■ **Texto apresentado**
A última batalha

11th Hour sendo cumprimentado pelo Holcim PRB ao chegar a Gênova. Foto: Sailing Energy

Entre protestos

e orcas

Por Roberto Negraes

Etapa final da The Ocean Race 2023 foi marcada por colisões, protestos e ataques de orcas

Embora tenha abandonado oficialmente a sétima e última etapa em razão de um choque com o concorrente Guyot environnement (Europa), o veleiro americano Malama recebeu quatro pontos de bonificação e a equipe 11th Hour (EUA) terminou como a grande campeã da The Ocean Race 2022-23.

Desta forma, Charlie Enright tornou-se o primeiro skipper estadunidense a levar uma equipe do seu país à vitória nos 50 anos de história da The Ocean Race (antes denominada Whitbread e, depois, Volvo Ocean Race). Esta conquista de Enright aconteceu em sua terceira tentativa de ganhar uma regata de volta ao mundo. Já o navegador da 11th Hour Racing Team, o inglês Simon Fisher, comemorou sua segunda vitória nesta tradicional regata (a primeira foi na edição 2014-15), e declarou: “Já fiz esta volta ao mundo seis vezes, consumindo quase 20 anos da minha vida. Vencer é importante e é o que todos nós buscamos, mas, pessoalmente, valorizo não apenas a vitória, mas fazer as coisas da maneira certa”.

11th Hour Racing Team comemora a chegada a Gênova como campeão da The Ocean Race 2022-23. Foto: Sailing Energy

Um acidente decisivo

O trecho final da The Ocean Race começou em Haia (Holanda), no dia 15 de junho, tendo como destino a Gênova (Itália). Os barcos largaram sem problemas, mas após 15 minutos ocorreu um incidente raro em regatas oceânicas. O skipper Benjamim Dutreux, do Guyot environnement, não viu o Malama, do 11th Hour Racing Team, e o bico de proa do seu veleiro atingiu pela alheta o competidor americano, que até aquele momento era o líder da disputa depois das seis primeiras etapas.

■ **Trecho do material**
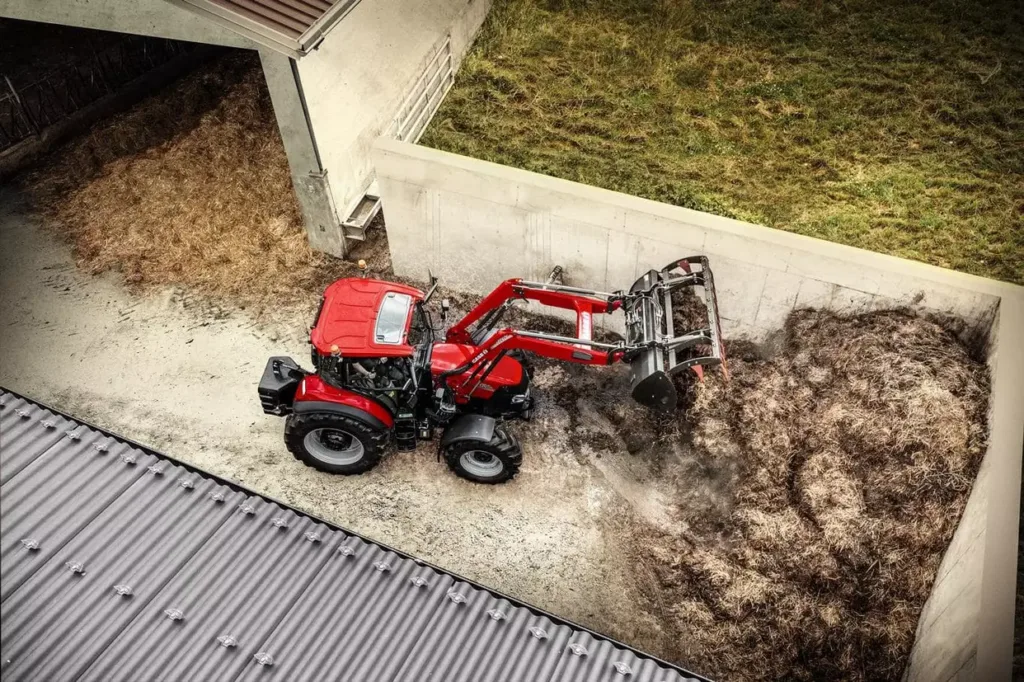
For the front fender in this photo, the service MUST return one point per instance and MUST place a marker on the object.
(314, 394)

■ **Tarefa 1**
Por favor, reescreva a parte da reportagem sobre a The Ocean Race que começa em "11th Hour Racing Team comemora" e vai até "seis primeiras etapas.", renomeando "Gênova" para "Genova".
■ **Tarefa 2**
Traduza para o inglês esta frase da reportagem sobre a The Ocean Race: "Os barcos largaram sem problemas, mas após 15 minutos ocorreu um incidente raro em regatas oceânicas."
■ **Tarefa 3**
Retome a reportagem sobre a The Ocean Race e escreva a continuação a partir do ponto em que ela termina.

■ **Resultado 1**
11th Hour Racing Team comemora a chegada a Genova como campeão da The Ocean Race 2022-23. Foto: Sailing Energy

Um acidente decisivo

O trecho final da The Ocean Race começou em Haia (Holanda), no dia 15 de junho, tendo como destino a Genova (Itália). Os barcos largaram sem problemas, mas após 15 minutos ocorreu um incidente raro em regatas oceânicas. O skipper Benjamim Dutreux, do Guyot environnement, não viu o Malama, do 11th Hour Racing Team, e o bico de proa do seu veleiro atingiu pela alheta o competidor americano, que até aquele momento era o líder da disputa depois das seis primeiras etapas.

■ **Resultado 2**
The boats started without any problems, but after 15 minutes an incident that is rare in ocean races occurred.

■ **Resultado 3**
Ambos os barcos tiveram de retornar ao porto, e, ao atracarem, ficou claro que a equipe 11th Hour demoraria alguns dias para reparar os danos no seu barco, que foram consideráveis, para desespero do skipper Charles Enright, que disse ter tentado evitar o acidente, mas quando percebeu que o Guyot não estava mudando de curso, era tarde demais. Constrangido, Benjamin Dutreux assumiu a culpa pelo desastre, e sua equipe anunciou que se retiraria da etapa.

O 11th Hour Racing Team decidiu colocar seu barco em condições de navegar e completar a volta ao mundo, mesmo partindo atrasado, mas abandonar a etapa lhe dava direito de entrar com o pedido de reparação ao júri internacional da Federação Internacional de Vela (World Sailing).

Então, a equipe abandonou oficialmente a sétima etapa, terminou o trajeto após os reparos em Haia e apresentou um protesto com base na regra 62.1, que, resumidamente, estabelece que uma comissão de protestos pode considerar uma reparação baseada em reclamação na possibilidade de que a pontuação ou posição de um barco em uma regata ou série tenha sido ou possa ser, sem culpa própria, piorada significativamente por lesão ou dano físico devido à ação de outro barco infringindo uma regra.

O júri da World Sailing concedeu ao 11th Hour Racing Team quatro pontos de recuperação — correspondentes à média de finalizações no restante da The Ocean Race. Isso foi o suficiente para saltar três pontos à frente do rival Team Holcim-PRB (Suíça), que terminou como segundo colocado geral. A equipe suíça tentou um recurso contra a decisão, mas foi negado.

Um troféu à parte para os VO65

Na classe VO65, que disputou à parte o prêmio denominado VO65 Sprint —os VO65 não deram a volta ao mundo, competindo somente nas três etapas europeias da The Ocean Race—, venceu o barco do time polonês Wind Whisper, que teve uma grande participação e concluiu a última etapa, no dia 26 de junho, cem milhas na frente de todos os demais barcos, inclusive os da classe Imoca.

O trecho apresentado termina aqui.